Photo-based referring expression data
.....
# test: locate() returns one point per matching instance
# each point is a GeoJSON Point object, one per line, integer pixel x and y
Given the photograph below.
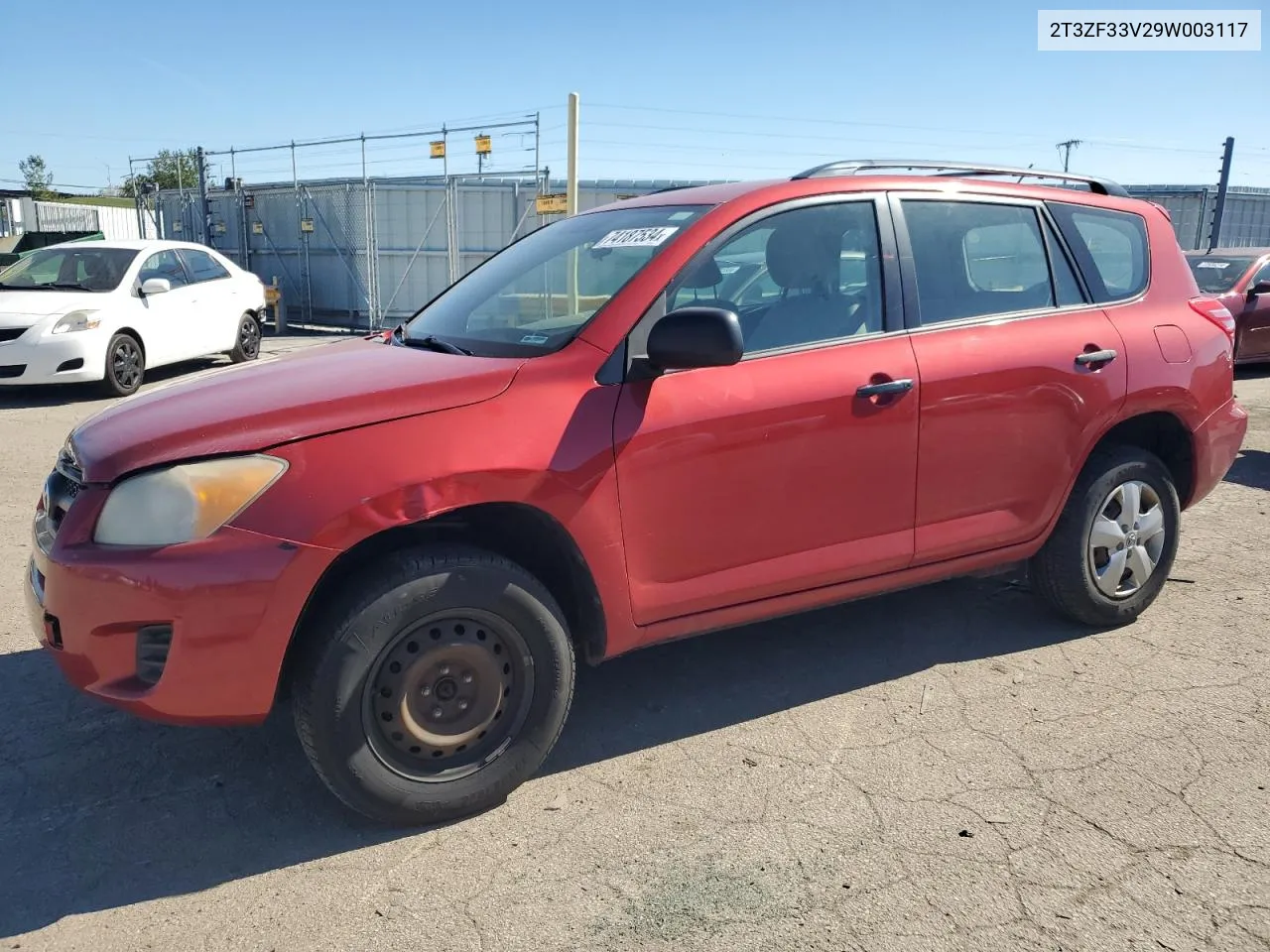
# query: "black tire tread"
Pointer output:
{"type": "Point", "coordinates": [363, 589]}
{"type": "Point", "coordinates": [1051, 574]}
{"type": "Point", "coordinates": [108, 384]}
{"type": "Point", "coordinates": [235, 353]}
.....
What you have to do: Exactly as they stand, the entries must be written out again, pictures excluded.

Task answer:
# test: locate() returns one point per matching instance
# each point is a GeoJSON Point object, one per line, integer pixel x and y
Given the photograph below.
# query: "black tire tread"
Pointer output:
{"type": "Point", "coordinates": [363, 589]}
{"type": "Point", "coordinates": [1051, 574]}
{"type": "Point", "coordinates": [108, 384]}
{"type": "Point", "coordinates": [235, 353]}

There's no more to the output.